BEGIN EXERCISE PASSAGE

That is a serious toolkit on paper. In practice, the experience is uneven. A complex agent run can take around 30 minutes before you get a result, and the system sometimes stalls mid-task. More worrying, Kimi can follow contradictory instructions without stopping to ask for clarification. If the prompt is wrong, the agent may keep going in the wrong direction instead of checking with you first.

That behavior is good enough for demos and exploratory work. It is less convincing for tasks where a bad assumption can waste half an hour or produce a polished-looking wrong answer. Kimi’s agent layer feels like a capable junior teammate, not an autonomous operator you can ignore.

“If you want to build a ship, don’t drum up people to collect wood and don’t assign them tasks and work, but rather teach them to long for the endless immensity of the sea.” — Antoine de Saint-Exupéry, The Little Prince

That quote is old, but it fits the current agent moment well. The industry is moving from single-shot chat to systems that plan, split work, and stitch outputs together. The hard part is still the same: making the system know when to ask for help.

Where Kimi K2.5 compares with rivals

In the tests described above, Kimi did a few things better than Gemini and Qwen3-Max, but it did not dominate everything. On visual instruction following, Kimi and Gemini were close. On long-form reasoning, Kimi had the edge. On design quality, the model often fell into a very familiar trap: competent layout, weak taste.

That last part matters because the model was asked to produce data journalism graphics and a news-style hero image. The results were technically complete but visually plain, with a strong “presentation deck” vibe. Qwen3-Max even refused one of the image tasks outright, which shows a different tradeoff: more caution, less output.

  • Long-text understanding: Kimi ahead of Qwen3-Max in this test
  • Visual instruction following: Kimi roughly on par with Gemini
  • Data-visual design: functional, but basic
  • Hero-image generation: too close to PPT aesthetics
  • Response style: more willing to answer than Qwen3-Max

There is also a product angle here. Kimi’s website now pushes users toward subscription more aggressively, with queue-priority prompts and premium-only access for Kimi Code and Agent Swarm. The top plan reportedly reaches 199 yuan per month. That puts Kimi in the same broad economic game as OpenAI and Anthropic: the free tier brings people in, while the expensive features pay the bills.

For developers, that means the interesting question is no longer whether Kimi can answer questions. It can. The real question is whether its agents are dependable enough to sit inside a workflow that touches code, reports, or customer-facing output.

What this release says about 2026

Kimi K2.5 feels like a marker for where the market is heading. The model is getting better at video, images, and long documents, while the product around it is shifting toward agents, coding, and paid tiers. That combination tells you where the money is: less in chat alone, more in systems that can do work.

END EXERCISE PASSAGE
BEGIN EXTRACTED RECORDS

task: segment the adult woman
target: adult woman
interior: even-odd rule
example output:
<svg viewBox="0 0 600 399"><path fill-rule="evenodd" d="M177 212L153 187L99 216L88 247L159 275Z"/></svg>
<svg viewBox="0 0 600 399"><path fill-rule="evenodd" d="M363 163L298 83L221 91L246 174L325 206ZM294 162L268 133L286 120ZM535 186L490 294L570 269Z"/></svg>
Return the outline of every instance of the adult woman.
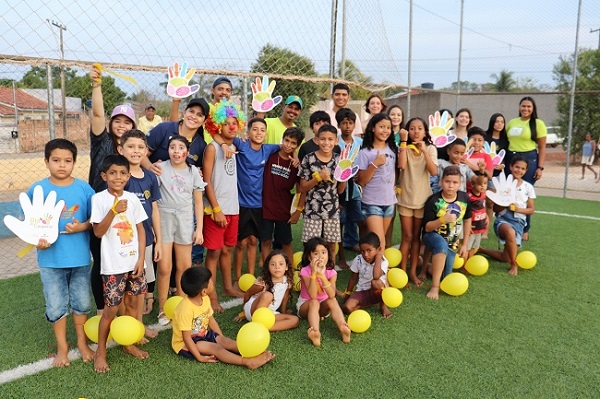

END EXTRACTED RECORDS

- EXERCISE DETAILS: According to the passage on Kimi K2.5, how long can a complex agent run take before it returns a result? Work only from the passage on Kimi K2.5 itself when answering.

- WRITTEN REPLY: Around 30 minutes.